===== Data listing =====

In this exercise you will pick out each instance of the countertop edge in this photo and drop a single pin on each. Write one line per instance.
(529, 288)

=====
===== Data listing =====

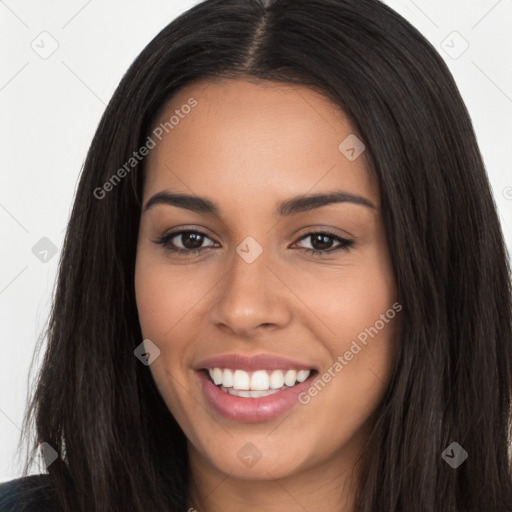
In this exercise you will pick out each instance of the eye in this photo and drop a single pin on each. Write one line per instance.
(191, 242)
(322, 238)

=====
===== Data listing =====

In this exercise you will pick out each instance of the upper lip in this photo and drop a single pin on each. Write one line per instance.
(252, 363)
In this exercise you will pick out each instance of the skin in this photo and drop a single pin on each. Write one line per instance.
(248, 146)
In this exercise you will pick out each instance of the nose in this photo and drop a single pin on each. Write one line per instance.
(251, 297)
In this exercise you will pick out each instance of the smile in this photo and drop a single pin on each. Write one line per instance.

=====

## What you should do
Count the lines in the items above that contain the string "Write", treating uppercase and lowercase as different. Reply with the number only.

## Complete output
6